BEGIN Data
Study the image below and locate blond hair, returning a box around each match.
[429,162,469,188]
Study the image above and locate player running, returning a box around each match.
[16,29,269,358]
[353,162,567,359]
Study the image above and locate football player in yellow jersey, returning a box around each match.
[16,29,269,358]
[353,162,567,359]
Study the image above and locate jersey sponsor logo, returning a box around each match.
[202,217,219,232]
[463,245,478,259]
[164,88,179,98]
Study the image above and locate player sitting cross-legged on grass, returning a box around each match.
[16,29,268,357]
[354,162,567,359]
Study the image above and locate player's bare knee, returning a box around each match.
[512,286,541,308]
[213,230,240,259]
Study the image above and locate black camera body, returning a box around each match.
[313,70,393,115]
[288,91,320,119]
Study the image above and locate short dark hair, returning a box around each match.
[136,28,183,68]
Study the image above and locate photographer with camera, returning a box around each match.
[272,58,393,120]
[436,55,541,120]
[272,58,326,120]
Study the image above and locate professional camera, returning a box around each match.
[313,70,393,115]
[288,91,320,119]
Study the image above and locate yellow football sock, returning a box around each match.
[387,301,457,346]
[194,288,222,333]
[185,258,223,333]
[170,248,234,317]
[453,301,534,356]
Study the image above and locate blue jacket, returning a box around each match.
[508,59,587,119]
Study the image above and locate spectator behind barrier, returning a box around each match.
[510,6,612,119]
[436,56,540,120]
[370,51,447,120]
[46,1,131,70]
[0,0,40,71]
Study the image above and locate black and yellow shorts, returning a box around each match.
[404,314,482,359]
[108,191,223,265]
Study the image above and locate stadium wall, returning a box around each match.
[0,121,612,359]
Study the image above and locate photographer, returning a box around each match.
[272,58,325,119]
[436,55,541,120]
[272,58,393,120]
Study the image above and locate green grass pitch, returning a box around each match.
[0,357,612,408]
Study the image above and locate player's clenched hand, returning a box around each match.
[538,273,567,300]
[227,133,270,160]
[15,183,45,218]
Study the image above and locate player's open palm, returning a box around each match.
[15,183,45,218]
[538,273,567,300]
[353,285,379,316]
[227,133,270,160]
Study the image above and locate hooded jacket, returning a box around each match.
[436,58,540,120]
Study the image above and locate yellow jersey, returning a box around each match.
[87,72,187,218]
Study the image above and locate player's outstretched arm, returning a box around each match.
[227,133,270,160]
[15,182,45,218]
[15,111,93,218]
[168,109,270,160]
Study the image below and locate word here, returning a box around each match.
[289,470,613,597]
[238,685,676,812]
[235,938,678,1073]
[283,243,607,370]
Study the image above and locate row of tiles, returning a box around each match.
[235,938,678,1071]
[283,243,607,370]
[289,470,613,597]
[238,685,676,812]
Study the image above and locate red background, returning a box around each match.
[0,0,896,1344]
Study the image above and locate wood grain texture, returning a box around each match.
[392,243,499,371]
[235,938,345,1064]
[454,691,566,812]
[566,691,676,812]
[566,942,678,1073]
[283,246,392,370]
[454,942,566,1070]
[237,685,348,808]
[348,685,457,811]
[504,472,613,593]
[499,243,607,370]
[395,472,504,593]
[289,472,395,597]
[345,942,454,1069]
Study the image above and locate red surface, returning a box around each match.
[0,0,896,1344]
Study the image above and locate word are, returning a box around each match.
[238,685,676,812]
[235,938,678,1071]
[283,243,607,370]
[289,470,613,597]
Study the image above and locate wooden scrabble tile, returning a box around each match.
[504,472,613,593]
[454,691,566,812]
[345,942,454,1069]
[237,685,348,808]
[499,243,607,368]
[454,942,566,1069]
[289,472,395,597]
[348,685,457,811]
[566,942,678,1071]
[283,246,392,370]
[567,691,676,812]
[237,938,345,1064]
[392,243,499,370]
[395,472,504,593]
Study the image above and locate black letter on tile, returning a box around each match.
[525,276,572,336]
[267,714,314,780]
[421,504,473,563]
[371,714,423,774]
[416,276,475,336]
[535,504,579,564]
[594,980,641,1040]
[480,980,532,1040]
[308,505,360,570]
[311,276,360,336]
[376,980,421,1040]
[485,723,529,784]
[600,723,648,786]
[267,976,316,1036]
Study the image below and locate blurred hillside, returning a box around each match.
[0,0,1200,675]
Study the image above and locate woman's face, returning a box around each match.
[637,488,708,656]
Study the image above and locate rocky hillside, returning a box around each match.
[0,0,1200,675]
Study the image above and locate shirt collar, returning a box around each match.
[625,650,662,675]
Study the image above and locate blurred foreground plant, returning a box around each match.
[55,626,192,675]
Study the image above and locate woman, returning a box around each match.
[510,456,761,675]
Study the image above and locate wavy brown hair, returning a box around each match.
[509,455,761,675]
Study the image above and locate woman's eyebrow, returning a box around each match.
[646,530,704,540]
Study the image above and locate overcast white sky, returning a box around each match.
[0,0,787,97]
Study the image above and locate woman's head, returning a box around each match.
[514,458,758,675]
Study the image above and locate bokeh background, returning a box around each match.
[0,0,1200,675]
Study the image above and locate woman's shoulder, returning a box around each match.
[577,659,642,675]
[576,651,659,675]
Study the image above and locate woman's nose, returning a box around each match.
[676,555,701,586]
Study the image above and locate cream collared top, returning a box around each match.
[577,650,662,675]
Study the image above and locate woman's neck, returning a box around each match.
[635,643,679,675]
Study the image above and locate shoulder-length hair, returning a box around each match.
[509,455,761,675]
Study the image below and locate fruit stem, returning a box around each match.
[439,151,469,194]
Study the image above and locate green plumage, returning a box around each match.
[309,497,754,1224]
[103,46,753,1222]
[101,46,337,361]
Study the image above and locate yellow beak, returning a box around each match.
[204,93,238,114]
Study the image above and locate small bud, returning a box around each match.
END Data
• [Exercise objective]: Please rewrite all the items above, changing "locate" to "find" wherever it appears and leaving everything else unchanged.

• [Task solution]:
Study the image below and find blond hair, returning a box around each match.
[429,162,469,188]
Study the image above and find player running, returning a box around each match.
[16,29,269,358]
[353,162,567,359]
Study the image above and find football player in yellow jersey, returning a box around each match.
[16,29,269,358]
[353,162,567,359]
Study the image above and find jersey sponsor logo, returning a box around each match.
[202,217,219,232]
[463,245,478,259]
[164,88,179,98]
Study the image above and find player sitting cross-legged on grass, returning a box around each match.
[16,29,268,357]
[354,162,567,359]
Study the image above and find player's bare knee, returning a box around each match.
[512,286,541,308]
[213,230,240,259]
Study the image above and find black camera body, returning a box around each match.
[313,70,393,115]
[288,91,320,119]
Study the image above and find short dark hair, returning a box around each match.
[136,28,183,68]
Study the image above and find photographer with camera, returning a box around each match.
[272,58,393,120]
[436,55,541,120]
[272,58,326,120]
Study the image above and find professional camera, returning a box around each match.
[313,70,393,115]
[288,91,320,119]
Study the image above and find yellow football sock, returning a box around each match.
[387,301,457,346]
[194,288,222,333]
[185,258,223,333]
[170,248,234,317]
[453,301,534,356]
Study the image above and find blue jacket, returning a box around each match.
[508,59,587,119]
Study the image above and find spectator behind barrier, returning a box around each match.
[510,6,612,119]
[436,56,540,120]
[370,51,447,120]
[46,1,131,70]
[0,0,40,71]
Study the image above and find black and yellow shorts, returning a box around each match.
[404,314,482,359]
[108,191,223,265]
Study the image above and find stadium wall, returning a box around each match.
[0,121,612,359]
Study the image above and find photographer, returning a box around each match.
[272,58,325,119]
[436,55,541,120]
[272,58,393,120]
Study the image above and find green grass pitch, returning a box around each match.
[0,357,612,408]
Study the image above and find player's clenched hand, returning a box around each match.
[538,273,567,300]
[227,133,270,160]
[15,183,45,218]
Study the image above and find player's open palm, returning a box around each match.
[15,183,45,218]
[538,273,567,300]
[353,285,379,316]
[227,133,270,160]
Study the image above and find hooded jacket, returning a box around each match.
[436,58,540,120]
Study the image above and find yellow jersey, returning a box around each match.
[87,72,187,218]
Study the image above and find player's outstretched arm, returning a box around each match.
[227,133,270,160]
[15,182,45,218]
[15,111,93,218]
[168,109,270,160]
Study the image below and find word here, returning a box around each match.
[289,470,613,597]
[238,685,676,812]
[235,938,678,1073]
[283,243,607,370]
Study the image above and find row of tiles, returning a box around each match.
[235,938,678,1071]
[283,243,607,370]
[289,470,613,597]
[238,685,676,812]
Study the image above and find red background, returning a box around each match.
[0,0,896,1344]
Study the image above and find wood grain texture, returning a box around each match.
[392,243,499,371]
[235,938,345,1064]
[454,691,566,812]
[566,691,676,812]
[566,942,678,1073]
[283,246,392,370]
[454,942,566,1070]
[237,685,348,808]
[348,685,457,811]
[504,472,613,593]
[499,243,607,370]
[395,472,504,593]
[289,472,395,597]
[345,942,454,1069]
Study the image above and find red surface, returning a box around each match.
[0,0,896,1344]
Study the image above and find word are, returning a box around each match.
[238,685,676,812]
[235,938,678,1071]
[283,243,607,370]
[289,470,613,597]
Study the image above and find wooden scrabble tile, returning a box around each match.
[504,472,613,593]
[454,691,566,812]
[345,942,454,1069]
[237,685,348,808]
[499,243,607,368]
[454,942,566,1069]
[289,472,395,597]
[348,685,457,811]
[566,942,678,1071]
[283,246,392,370]
[567,691,676,812]
[237,938,345,1064]
[392,243,499,370]
[395,472,504,593]
Study the image above and find black letter on tile, returning a box around each match.
[525,276,572,336]
[267,714,314,780]
[421,504,473,563]
[371,714,423,774]
[416,276,475,336]
[535,504,579,564]
[594,980,641,1040]
[480,980,532,1040]
[308,505,360,570]
[311,276,360,336]
[376,980,421,1040]
[485,723,529,784]
[600,723,648,786]
[267,976,316,1036]
Study the image below and find blurred hillside, returning a box around each match.
[0,0,1200,675]
Study the image above and find woman's face, returning a box around each match.
[637,488,708,656]
Study the image above and find rocky hillside, returning a box around each match.
[0,0,1200,675]
Study the image above and find shirt collar, returning a box around each match.
[625,650,662,675]
Study the image above and find blurred foreground plant, returning a box around each match.
[55,626,192,675]
Study the image above and find woman, returning a box around each match.
[510,456,761,675]
Study the image above and find wavy brown hair, returning a box around each match.
[509,455,761,675]
Study the image above and find woman's eyebrow, returning a box around each match.
[646,530,704,540]
Study the image above and find overcast white sky, returning a box around each match.
[0,0,787,97]
Study the image above and find woman's head, returning a box around each match.
[514,458,758,675]
Study the image above and find bokeh background, returning a box around each match.
[0,0,1200,675]
Study the image above and find woman's shoulder, returning a box around each match.
[577,659,642,675]
[576,651,659,675]
Study the image above and find woman's nose, returning a box around each match.
[676,555,701,586]
Study the image above and find cream collared top, returning a box around each match.
[577,650,662,675]
Study the image above and find woman's neck, returning a box around each match.
[635,643,679,675]
Study the image above and find shoulder-length hair, returning a box around each match.
[509,455,761,675]
Study the image below and find fruit stem, returning a box around each match.
[439,151,469,194]
Study the image above and find green plumage, returning a box around each match.
[309,497,754,1224]
[103,46,753,1222]
[101,46,337,361]
Study the image above and find yellow beak, returning a box around each match.
[204,93,238,114]
Study the image above and find small bud, returning a box around each match.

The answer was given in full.